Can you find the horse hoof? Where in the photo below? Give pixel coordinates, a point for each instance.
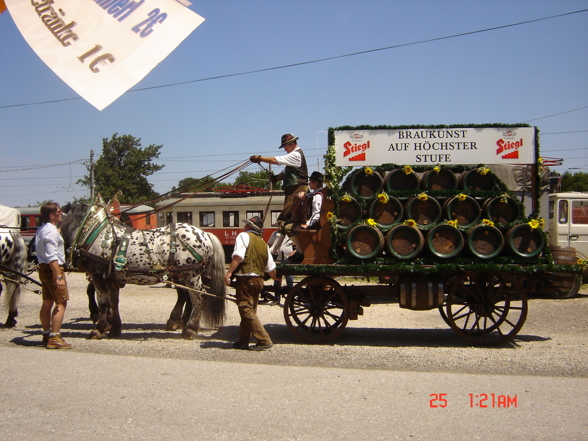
(172, 326)
(189, 334)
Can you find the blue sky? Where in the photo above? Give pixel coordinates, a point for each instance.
(535, 73)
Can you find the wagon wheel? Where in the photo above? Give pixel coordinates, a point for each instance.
(447, 285)
(316, 309)
(486, 309)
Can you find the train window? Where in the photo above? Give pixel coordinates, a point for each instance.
(251, 214)
(230, 218)
(185, 217)
(207, 218)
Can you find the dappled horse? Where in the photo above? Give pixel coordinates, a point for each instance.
(114, 254)
(13, 252)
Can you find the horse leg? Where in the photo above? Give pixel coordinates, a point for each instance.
(176, 319)
(115, 320)
(103, 321)
(190, 331)
(92, 305)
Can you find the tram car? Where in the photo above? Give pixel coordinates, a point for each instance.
(222, 212)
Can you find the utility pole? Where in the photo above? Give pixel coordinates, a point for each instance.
(91, 176)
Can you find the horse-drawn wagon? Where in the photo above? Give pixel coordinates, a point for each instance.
(448, 218)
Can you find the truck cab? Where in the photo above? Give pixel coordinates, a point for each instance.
(568, 221)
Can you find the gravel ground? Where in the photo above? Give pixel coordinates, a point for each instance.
(552, 342)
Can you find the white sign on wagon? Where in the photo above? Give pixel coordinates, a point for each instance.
(101, 48)
(433, 146)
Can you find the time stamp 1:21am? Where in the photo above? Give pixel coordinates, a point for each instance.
(477, 400)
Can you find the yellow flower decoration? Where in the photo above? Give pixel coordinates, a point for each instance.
(383, 198)
(534, 224)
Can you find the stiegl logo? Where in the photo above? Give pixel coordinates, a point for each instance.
(356, 150)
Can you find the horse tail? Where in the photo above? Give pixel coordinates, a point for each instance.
(214, 307)
(18, 263)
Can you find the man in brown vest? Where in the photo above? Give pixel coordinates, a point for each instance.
(250, 260)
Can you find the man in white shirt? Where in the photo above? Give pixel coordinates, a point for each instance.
(51, 254)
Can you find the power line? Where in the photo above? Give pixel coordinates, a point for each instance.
(322, 60)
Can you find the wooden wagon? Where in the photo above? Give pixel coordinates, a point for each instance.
(456, 238)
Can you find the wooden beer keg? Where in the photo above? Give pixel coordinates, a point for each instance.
(404, 242)
(365, 241)
(366, 185)
(445, 241)
(426, 212)
(464, 209)
(524, 241)
(485, 241)
(388, 213)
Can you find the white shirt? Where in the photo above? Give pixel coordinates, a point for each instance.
(293, 159)
(49, 244)
(241, 244)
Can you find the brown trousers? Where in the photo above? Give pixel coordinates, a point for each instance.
(248, 290)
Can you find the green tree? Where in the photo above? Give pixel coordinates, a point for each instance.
(125, 166)
(574, 182)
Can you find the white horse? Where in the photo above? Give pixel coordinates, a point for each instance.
(113, 254)
(13, 251)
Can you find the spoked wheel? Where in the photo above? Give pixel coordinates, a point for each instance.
(486, 309)
(316, 310)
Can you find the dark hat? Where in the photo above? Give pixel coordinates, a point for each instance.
(317, 176)
(287, 139)
(255, 222)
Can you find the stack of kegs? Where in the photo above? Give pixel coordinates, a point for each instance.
(436, 213)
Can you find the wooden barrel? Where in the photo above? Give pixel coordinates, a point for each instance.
(387, 214)
(404, 242)
(420, 293)
(474, 180)
(524, 241)
(398, 180)
(485, 241)
(445, 241)
(350, 212)
(502, 209)
(365, 242)
(564, 255)
(442, 179)
(366, 185)
(425, 213)
(466, 212)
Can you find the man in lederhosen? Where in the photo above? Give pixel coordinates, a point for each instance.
(294, 177)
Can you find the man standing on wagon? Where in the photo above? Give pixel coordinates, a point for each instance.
(294, 177)
(250, 261)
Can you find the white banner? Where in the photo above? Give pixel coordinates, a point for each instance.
(426, 146)
(101, 48)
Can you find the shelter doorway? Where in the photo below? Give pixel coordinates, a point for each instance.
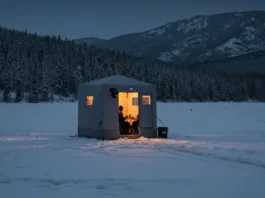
(129, 113)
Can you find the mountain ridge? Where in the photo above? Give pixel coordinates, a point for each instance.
(199, 38)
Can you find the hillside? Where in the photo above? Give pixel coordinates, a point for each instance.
(246, 63)
(200, 38)
(36, 68)
(89, 40)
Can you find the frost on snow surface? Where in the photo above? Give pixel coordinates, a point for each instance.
(213, 150)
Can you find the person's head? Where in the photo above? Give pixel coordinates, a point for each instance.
(120, 108)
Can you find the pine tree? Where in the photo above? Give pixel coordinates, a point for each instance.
(77, 79)
(44, 86)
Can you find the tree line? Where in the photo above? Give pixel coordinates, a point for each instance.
(36, 68)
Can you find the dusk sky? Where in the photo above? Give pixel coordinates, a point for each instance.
(108, 18)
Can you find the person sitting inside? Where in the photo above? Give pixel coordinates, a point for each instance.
(136, 124)
(122, 120)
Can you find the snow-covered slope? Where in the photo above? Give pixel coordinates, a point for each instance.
(197, 39)
(214, 150)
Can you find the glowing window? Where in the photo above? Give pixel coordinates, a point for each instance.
(134, 101)
(89, 100)
(146, 100)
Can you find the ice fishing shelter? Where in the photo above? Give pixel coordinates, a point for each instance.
(98, 103)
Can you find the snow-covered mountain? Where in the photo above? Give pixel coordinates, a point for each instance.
(199, 38)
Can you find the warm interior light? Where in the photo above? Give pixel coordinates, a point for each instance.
(146, 100)
(129, 101)
(89, 100)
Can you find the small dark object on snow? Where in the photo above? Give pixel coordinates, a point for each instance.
(162, 132)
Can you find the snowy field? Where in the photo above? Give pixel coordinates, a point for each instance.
(214, 150)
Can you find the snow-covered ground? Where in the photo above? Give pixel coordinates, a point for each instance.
(213, 150)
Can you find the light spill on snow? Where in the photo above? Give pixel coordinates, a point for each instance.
(210, 150)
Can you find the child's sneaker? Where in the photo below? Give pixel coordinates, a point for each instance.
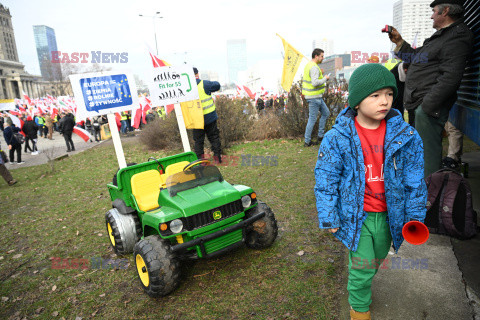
(355, 315)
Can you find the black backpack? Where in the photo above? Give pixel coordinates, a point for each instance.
(449, 205)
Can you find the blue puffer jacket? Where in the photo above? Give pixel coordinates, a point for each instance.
(340, 178)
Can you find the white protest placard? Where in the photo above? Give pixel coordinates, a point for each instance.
(173, 84)
(104, 92)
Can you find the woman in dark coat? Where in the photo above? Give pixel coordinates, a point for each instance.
(13, 144)
(30, 129)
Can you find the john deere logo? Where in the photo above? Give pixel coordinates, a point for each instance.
(217, 215)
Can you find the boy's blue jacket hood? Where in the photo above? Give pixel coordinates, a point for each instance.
(340, 178)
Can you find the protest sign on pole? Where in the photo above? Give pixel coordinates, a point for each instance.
(105, 93)
(172, 85)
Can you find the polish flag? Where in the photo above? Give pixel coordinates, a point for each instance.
(118, 118)
(53, 111)
(82, 133)
(17, 122)
(15, 113)
(249, 92)
(414, 44)
(27, 98)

——

* _Task prompt_:
Can you rewrite every line of the entries above as a numbered list, skipping any blank lines and leaving out the pictures?

* _Task output_:
1. Can you find the horse hoof? Where in the photo below? Give pixel coordinates, a point for each instance.
2. (172, 326)
3. (189, 334)
4. Can you find the blue sky? Where in the photo above? Give pixel coordinates, a point for each instance.
5. (535, 73)
6. Can you find the wagon wheel? Where in the photo above? Give pixel coordinates, a point for each instance.
7. (447, 285)
8. (316, 309)
9. (486, 309)
10. Can you find the train window? Where in the photo above? Give pixel coordinates, a point for each instance.
11. (251, 214)
12. (230, 218)
13. (185, 217)
14. (207, 218)
15. Can you find the dappled horse? Where in the photo above? Give pixel coordinates, a point for each instance.
16. (114, 254)
17. (13, 252)
18. Can you find the horse leg? Where in the photo above? Give pixel coordinates, a point for each instance.
19. (176, 319)
20. (115, 320)
21. (103, 321)
22. (190, 331)
23. (92, 305)
24. Can you find the tram car? Where in the photo above? Give pixel coordinates, a point for each instance.
25. (222, 212)
26. Can you find the utility pole? Where in the photo above? Give pixel coordinates, a point for each instance.
27. (91, 176)
28. Can you find the horse-drawn wagon? Where in the photo above? Give pixel coordinates, a point for each instance.
29. (448, 218)
30. Can you find the truck cab? Where in the photo above? Give pixel coordinates, a point for each instance.
31. (568, 221)
32. Can you find the gravel ground? Where in the photo above? Give pixel coordinates, a point for each instance.
33. (552, 342)
34. Can you find the white sign on wagon? Where in the photo above? Give pixel coordinates, a point for each instance.
35. (101, 48)
36. (433, 146)
37. Can you find the time stamp 1:21am? Where in the photo above? Give pixel coordinates, a point for each instance.
38. (477, 400)
39. Can you find the yellow flower decoration? Where in the photo above? Give pixel coordinates, a point for each instance.
40. (383, 198)
41. (534, 224)
42. Can you find the stiegl logo? Where in the photo above? Give pixel coordinates, a point for each instance.
43. (356, 150)
44. Can you find the horse tail? Where in the photo above? Give pixel coordinates, a point for each instance.
45. (214, 307)
46. (18, 263)
47. Can you find the man in brown vest? Where in the photo above? Give pixel coordinates, a point for each instance.
48. (250, 260)
49. Can you find the man in white shirt? Where in the photo above? Give pixel coordinates, a point for each instance.
50. (51, 254)
51. Can you find the power line? Where in the photo above? Give pixel coordinates, a point for each instance.
52. (322, 60)
53. Can you find the wooden wagon? Where in the photo above? Give pixel coordinates, a point for each instance.
54. (456, 238)
55. Can you find the wooden beer keg? Where in the photo above? Give pixel coordinates, a point for each instance.
56. (404, 242)
57. (365, 241)
58. (366, 185)
59. (445, 241)
60. (426, 212)
61. (464, 209)
62. (524, 241)
63. (485, 241)
64. (388, 213)
65. Can you find the white shirt? Where in the photo above? Give pixel coordinates, a point for each instance.
66. (293, 159)
67. (49, 244)
68. (241, 244)
69. Can you find the brown trousers? Where in the photo above? Give pixel coordinates, a point for each instance.
70. (248, 290)
71. Can you find the green tree? Where in the photo above? Give pixel coordinates, a point for each instance.
72. (125, 166)
73. (574, 182)
74. Can you find the white horse? Where in the photo above? Give pixel coordinates, a point for each instance.
75. (113, 254)
76. (13, 251)
77. Can you find the spoked wheel? Where in the photo above? Give pixel coordinates, a point for each instance.
78. (486, 309)
79. (316, 310)
80. Can you find the dark hat? Where in the photo above? Give pixel coordinates, a point for each instance.
81. (317, 176)
82. (287, 139)
83. (255, 222)
84. Can you find the stack of kegs? Where in the photo above? Give pixel coordinates, a point for each instance.
85. (436, 213)
86. Can you find the wooden barrel? Where in the photo above? Give pixel coordinates, a point for each instance.
87. (387, 214)
88. (404, 242)
89. (420, 293)
90. (474, 180)
91. (524, 241)
92. (398, 180)
93. (485, 241)
94. (445, 241)
95. (350, 212)
96. (502, 209)
97. (365, 242)
98. (564, 255)
99. (442, 179)
100. (366, 185)
101. (425, 213)
102. (466, 212)
103. Can you find the man in lederhosen? Where in the photo above? Give pixel coordinates, a point for each instance.
104. (294, 177)
105. Can you find the man standing on wagon? Where in the photo above? Give pixel coordinates, a point for each instance.
106. (294, 177)
107. (250, 261)
108. Can you find the white banner? Where in the photo above? Give pixel coordinates, a point for each instance.
109. (426, 146)
110. (101, 48)
111. Can you find the shelter doorway? Where in the photo below? Give pixel coordinates, a point for each instance.
112. (129, 113)
113. Can you find the mountain ridge? Where in the photo above? Give pixel coordinates, a point for each instance.
114. (199, 38)
115. Can you find the hillside? Where in the photo above? Give pixel coordinates, a point for each instance.
116. (246, 63)
117. (200, 38)
118. (36, 68)
119. (89, 40)
120. Can you find the frost on snow surface? Where in the photo above? Give pixel coordinates, a point for each instance.
121. (213, 150)
122. Can you find the person's head? Where in the photo above? Give pixel coordinates, a point for each instance.
123. (120, 108)
124. Can you find the pine tree? Where in the photo above? Give pixel coordinates, a point for each instance.
125. (77, 79)
126. (44, 86)
127. Can you find the tree line? Where in the photo above? Give pixel coordinates, a point for each instance.
128. (36, 68)
129. Can you find the dusk sky? Where in the photo above? Give pixel coordinates, a point for each instance.
130. (108, 18)
131. Can you find the person sitting inside? Where in the photo above? Give pixel coordinates, a point for each instance.
132. (136, 124)
133. (122, 120)
134. Can you find the snow-covered slope? Where in the photo above? Give pixel coordinates, a point for each instance.
135. (197, 39)
136. (214, 150)
137. Can you find the glowing window? Where in the photo above? Give pixel coordinates, a point for each instance.
138. (134, 101)
139. (89, 100)
140. (146, 100)
141. Can you find the ice fishing shelter? Where in the photo above? Give pixel coordinates, a point for each instance.
142. (98, 103)
143. Can you find the snow-covered mountain? Where in the photo above? Give pixel coordinates, a point for each instance.
144. (199, 38)
145. Can you find the warm interior light? Where in the photo above? Give pixel coordinates, a point for each instance.
146. (146, 100)
147. (129, 101)
148. (89, 100)
149. Can you find the small dark object on snow? Where in the photo above? Give pixel coordinates, a point for each instance.
150. (162, 132)
151. Can you find the snowy field? Where in the photo above? Give pixel coordinates, a point for each instance.
152. (214, 150)
153. Can you find the snow-covered ground? Where in the photo above? Give pixel coordinates, a point for each instance.
154. (213, 150)
155. Can you find the light spill on snow? Where in the photo above? Give pixel coordinates, a point for each instance.
156. (210, 150)
157. Can you find the child's sneaker? Where in the photo below? Give pixel coordinates, a point for each instance.
158. (355, 315)
159. Can you find the black backpack? Where in the photo above? Give pixel coordinates, a point for each instance.
160. (449, 205)
161. Can you find the blue puffer jacket? Where in the photo above? Give pixel coordinates, a point for each instance.
162. (340, 178)
163. Can you find the white protest placard? Where in the photo above? Give pixel coordinates, a point for each instance.
164. (173, 84)
165. (104, 92)
166. Can you find the woman in dark coat? Where in the photo above? Give pixel coordinates, a point for each instance.
167. (13, 144)
168. (30, 129)
169. Can you find the john deere logo? Where in the photo above? Give pixel coordinates, a point for each instance.
170. (217, 215)
171. Can you find the boy's blue jacket hood? Where in the photo above? Give pixel coordinates, a point for each instance.
172. (340, 178)
173. Can you find the protest sign on pole? Where in the photo above? Give pixel coordinates, a point for each instance.
174. (105, 93)
175. (172, 85)
176. Can you find the polish flag? Where in the photo above? Give pixel coordinates, a point for each instance.
177. (118, 118)
178. (53, 111)
179. (82, 133)
180. (17, 122)
181. (15, 113)
182. (249, 92)
183. (414, 44)
184. (27, 98)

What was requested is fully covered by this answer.